▶ Directions
Answer these from the infant walker article:
1. In what year did Canada ban infant walkers?
2. How fast can an infant move in a walker?
3. By what percent did walker-related injuries fall in the four years after the June 2010 federal standard took effect?

Infant walkers provide no benefit, cause much harm: Study
Despite efforts stretching back to 1992, infant walkers are still a thing.
More than 230,000 children under 15 months of age were treated in U.S. hospital emergency departments between 1990 and 2014 due to infant walker-related injuries, according to a new study today published in the journal Pediatrics.
More than 6,500 of those were cases of skull fracture, according to the study, whose authors actively support the American Academy of Pediatrics’ ongoing call for a ban on the manufacture and sale of infant walkers.
Walkers designed to let children in the five to 15-month age range walk around in a frame that holds them upright have a decades-long history of controversy.
Baby walkers have prompted safety concerns compelling enough for Canada to have banned them in 2004 and for advocacy groups in the U.S. to have been petitioning for their ban since as far back as 1992.
Yet, infant walkers are still selling, and they remain a major cause of injury -- sometimes fatal injury -- among babies.
“There is no known advantage or benefit of using an infant walker,” said Dr. Gary Smith, the study’s senior author and the director of the Center for Injury Research and Policy at Nationwide Children’s Hospital in an interview with ABC News.
“Yet, as a pediatric emergency physician, I’ve seen hundreds of these injuries," he said. "And I am face-to-face with the parents… These are good parents, they aren’t neglectful. They simply missed seconds of time [during which] these walkers put their child in danger.”
In a walker, an infant can move at a pace of up to four feet per a second —- that’s far faster than a child that young usually moves, and a speed that “even the best parents in the world can’t move quickly enough to outpace,” Dr. Smith said.
Nearly three quarters of the injuries occurred after the walker and child fell down stairs. Other causes included falls out of the walker and injuries that occurred because the walker gave the child access to something they wouldn’t typically be able to reach, such as hot objects that cause burns.
The number of infant walker-related injuries did decrease dramatically during the study period -- from 20,650 in 1990 down to 2,001 in 2014.
“It is a rare event to see such a dramatic drop in injuries -- almost unheard of,” Dr. Smith acknowledged. This drop was attributed in part to the implementation of safety standards requiring changes to the design of the walkers in 1997.
New walkers were required to be wider than a standard doorway or have a built-in mechanism that would cause a walker to stop rolling if one or more wheels went over the edge of a step.
Then, in June 2010, the U.S. Consumer Product Safety Commission (CPSC) issued a mandatory safety standard with even more stringent requirements for infant walker design. This study found that the number of walker-related injuries declined by 23 percent in the four years after the federal mandatory safety standard went into effect, compared to the four years prior.
While the product warning labels and educational campaigns have been effective, they do not address the root of the problem.
“The CPSC has taken a risk-reduction approach, which is different than the risk-elimination approach which Canada has taken,” Dr. Smith explained.
“In my opinion, that is not enough,” he said. “These are major injuries when they occur, and they are completely preventable.”
Dr. Nicky Mehtani is an internal medicine physician at Johns Hopkins Hospital and a part of the ABC News Medical Unit.

▶ Data to examine

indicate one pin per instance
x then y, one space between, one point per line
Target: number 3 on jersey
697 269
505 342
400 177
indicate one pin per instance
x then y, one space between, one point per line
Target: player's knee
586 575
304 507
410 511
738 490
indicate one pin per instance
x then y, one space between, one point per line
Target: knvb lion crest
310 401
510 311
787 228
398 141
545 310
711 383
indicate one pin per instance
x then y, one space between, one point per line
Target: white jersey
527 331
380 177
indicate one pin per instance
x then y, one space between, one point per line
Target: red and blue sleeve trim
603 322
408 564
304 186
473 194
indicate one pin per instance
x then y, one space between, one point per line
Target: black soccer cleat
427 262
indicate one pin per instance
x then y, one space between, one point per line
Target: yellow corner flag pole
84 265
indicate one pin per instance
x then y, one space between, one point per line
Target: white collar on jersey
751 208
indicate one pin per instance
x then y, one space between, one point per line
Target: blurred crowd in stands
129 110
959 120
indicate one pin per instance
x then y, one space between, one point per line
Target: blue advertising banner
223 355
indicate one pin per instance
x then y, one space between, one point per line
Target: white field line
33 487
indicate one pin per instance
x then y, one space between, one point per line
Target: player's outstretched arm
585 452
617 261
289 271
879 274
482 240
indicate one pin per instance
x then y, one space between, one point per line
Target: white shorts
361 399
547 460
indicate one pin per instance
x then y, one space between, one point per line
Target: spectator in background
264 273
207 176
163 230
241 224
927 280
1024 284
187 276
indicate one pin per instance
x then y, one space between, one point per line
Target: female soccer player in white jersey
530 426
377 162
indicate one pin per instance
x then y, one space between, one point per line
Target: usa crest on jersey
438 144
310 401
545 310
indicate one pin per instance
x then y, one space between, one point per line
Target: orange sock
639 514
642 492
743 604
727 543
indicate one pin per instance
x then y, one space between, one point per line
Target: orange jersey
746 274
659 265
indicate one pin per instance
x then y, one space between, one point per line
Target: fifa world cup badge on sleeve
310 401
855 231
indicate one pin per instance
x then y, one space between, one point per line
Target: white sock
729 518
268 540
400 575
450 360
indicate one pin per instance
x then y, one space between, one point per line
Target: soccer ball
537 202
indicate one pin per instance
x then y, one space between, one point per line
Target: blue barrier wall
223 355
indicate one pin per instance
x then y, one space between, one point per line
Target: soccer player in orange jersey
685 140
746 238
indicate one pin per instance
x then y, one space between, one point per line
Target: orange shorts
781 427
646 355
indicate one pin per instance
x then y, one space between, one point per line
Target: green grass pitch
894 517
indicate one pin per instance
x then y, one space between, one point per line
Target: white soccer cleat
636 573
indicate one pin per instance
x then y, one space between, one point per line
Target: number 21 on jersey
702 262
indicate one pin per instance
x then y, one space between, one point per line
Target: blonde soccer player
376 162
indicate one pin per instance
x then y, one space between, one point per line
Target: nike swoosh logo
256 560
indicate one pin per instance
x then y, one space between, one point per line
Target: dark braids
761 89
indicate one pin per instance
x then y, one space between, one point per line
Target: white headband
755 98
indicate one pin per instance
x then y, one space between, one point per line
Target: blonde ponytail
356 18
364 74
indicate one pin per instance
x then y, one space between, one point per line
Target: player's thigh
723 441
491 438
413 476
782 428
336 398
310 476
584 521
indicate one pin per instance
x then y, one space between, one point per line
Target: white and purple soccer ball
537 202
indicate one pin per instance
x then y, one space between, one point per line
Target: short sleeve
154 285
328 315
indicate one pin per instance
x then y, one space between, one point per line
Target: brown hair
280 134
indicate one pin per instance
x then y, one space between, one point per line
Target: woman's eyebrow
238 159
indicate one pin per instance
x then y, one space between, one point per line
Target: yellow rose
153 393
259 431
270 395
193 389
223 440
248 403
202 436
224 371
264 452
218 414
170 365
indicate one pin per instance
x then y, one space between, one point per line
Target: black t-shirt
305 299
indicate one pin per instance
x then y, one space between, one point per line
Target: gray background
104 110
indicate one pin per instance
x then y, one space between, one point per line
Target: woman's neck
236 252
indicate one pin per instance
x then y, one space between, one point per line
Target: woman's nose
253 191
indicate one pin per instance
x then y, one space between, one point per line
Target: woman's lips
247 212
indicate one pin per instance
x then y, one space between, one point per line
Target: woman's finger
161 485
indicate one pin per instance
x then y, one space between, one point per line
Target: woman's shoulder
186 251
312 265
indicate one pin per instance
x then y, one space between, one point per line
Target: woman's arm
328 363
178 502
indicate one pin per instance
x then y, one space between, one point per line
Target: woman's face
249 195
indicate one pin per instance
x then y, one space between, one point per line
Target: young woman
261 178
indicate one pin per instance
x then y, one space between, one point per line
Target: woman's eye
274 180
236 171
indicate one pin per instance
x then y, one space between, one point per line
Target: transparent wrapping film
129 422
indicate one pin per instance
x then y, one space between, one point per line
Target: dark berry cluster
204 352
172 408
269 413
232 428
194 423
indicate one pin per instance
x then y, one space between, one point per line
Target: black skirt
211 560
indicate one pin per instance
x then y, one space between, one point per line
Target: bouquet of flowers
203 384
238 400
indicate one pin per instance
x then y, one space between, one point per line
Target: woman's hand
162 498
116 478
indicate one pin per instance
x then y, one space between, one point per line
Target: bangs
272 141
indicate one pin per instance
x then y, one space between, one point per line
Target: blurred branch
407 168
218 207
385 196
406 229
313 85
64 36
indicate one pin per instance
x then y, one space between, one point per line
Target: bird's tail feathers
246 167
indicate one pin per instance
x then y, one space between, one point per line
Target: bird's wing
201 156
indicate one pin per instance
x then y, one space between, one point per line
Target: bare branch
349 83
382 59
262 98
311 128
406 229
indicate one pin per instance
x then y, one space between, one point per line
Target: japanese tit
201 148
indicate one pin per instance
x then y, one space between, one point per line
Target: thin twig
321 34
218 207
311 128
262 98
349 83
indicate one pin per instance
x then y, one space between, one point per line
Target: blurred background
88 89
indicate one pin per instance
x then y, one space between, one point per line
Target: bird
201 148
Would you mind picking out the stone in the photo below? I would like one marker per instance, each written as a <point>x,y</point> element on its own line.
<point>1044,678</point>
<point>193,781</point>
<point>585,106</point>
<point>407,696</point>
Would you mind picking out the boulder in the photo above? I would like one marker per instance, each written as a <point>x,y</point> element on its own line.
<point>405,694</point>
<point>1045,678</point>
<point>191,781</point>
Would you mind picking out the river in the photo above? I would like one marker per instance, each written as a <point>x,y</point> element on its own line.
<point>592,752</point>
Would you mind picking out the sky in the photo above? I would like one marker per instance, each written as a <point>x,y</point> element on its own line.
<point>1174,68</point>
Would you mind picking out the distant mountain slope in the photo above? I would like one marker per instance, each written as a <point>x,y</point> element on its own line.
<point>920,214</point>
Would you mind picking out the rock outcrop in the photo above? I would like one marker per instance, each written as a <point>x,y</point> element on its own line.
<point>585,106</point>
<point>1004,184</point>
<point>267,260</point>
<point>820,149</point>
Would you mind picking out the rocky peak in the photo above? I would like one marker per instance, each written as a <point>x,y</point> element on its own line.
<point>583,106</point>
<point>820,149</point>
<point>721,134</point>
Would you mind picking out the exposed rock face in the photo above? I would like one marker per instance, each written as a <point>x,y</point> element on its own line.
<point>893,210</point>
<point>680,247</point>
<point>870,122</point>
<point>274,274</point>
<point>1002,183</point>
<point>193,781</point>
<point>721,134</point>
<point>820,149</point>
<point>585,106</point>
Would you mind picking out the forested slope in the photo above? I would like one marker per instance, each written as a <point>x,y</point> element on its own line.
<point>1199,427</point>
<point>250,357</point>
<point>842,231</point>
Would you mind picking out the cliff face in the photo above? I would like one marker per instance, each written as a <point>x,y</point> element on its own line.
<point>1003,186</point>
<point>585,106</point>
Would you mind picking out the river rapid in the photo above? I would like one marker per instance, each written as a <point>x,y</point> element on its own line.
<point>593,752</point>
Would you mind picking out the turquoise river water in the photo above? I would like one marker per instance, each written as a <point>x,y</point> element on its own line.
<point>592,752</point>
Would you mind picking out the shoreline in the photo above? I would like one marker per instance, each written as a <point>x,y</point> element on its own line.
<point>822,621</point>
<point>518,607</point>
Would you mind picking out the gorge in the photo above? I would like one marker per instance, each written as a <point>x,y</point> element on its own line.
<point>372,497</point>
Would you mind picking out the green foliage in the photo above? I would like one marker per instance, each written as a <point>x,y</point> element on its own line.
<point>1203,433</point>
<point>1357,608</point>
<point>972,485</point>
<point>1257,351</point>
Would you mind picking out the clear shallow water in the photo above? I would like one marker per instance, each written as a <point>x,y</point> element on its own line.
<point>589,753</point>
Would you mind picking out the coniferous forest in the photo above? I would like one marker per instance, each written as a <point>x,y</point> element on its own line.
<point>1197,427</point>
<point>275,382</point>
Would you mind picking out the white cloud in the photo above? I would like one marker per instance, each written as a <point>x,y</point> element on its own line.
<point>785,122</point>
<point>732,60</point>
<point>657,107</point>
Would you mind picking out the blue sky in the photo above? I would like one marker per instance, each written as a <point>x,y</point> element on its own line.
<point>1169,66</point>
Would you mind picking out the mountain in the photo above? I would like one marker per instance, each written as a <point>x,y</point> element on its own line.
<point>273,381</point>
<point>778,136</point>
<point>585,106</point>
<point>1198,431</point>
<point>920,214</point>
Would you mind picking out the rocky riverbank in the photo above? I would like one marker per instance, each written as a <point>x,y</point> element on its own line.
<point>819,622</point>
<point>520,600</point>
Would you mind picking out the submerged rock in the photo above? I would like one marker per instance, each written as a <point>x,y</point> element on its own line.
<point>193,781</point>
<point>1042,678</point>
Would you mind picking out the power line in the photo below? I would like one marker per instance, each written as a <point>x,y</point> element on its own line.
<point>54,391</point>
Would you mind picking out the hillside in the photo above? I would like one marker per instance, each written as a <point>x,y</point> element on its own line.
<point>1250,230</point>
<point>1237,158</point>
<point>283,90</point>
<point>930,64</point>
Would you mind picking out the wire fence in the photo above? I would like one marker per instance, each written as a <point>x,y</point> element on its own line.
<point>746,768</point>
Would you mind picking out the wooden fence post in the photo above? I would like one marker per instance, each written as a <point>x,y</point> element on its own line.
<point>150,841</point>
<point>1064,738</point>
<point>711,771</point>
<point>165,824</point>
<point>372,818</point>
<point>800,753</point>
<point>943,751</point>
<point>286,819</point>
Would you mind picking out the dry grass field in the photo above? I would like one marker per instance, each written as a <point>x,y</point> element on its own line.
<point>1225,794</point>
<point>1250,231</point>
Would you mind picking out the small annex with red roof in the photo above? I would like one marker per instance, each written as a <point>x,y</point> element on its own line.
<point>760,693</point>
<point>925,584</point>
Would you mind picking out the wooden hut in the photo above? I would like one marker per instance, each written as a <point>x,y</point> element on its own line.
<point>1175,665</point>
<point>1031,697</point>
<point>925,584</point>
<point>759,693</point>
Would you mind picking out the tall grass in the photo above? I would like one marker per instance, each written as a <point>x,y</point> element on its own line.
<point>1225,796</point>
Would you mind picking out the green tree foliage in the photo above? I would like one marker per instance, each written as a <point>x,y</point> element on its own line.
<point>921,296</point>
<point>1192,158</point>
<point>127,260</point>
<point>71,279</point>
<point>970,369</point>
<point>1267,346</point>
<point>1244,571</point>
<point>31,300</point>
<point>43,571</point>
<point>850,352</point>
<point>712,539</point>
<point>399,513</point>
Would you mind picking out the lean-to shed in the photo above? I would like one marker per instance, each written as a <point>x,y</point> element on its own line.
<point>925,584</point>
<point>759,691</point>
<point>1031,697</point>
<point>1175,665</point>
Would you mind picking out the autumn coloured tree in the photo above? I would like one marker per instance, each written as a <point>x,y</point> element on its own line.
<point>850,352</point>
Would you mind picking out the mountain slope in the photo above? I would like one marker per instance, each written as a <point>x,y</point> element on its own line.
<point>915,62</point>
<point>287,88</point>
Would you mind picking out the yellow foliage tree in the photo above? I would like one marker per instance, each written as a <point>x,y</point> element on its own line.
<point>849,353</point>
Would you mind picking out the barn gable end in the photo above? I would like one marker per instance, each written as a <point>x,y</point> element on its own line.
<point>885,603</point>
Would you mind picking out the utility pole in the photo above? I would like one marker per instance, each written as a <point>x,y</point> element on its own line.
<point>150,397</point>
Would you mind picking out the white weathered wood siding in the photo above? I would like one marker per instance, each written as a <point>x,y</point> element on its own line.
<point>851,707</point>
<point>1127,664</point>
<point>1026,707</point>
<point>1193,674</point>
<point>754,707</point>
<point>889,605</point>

▶ Solution to this problem
1. 2004
2. Up to four feet per second
3. 23 percent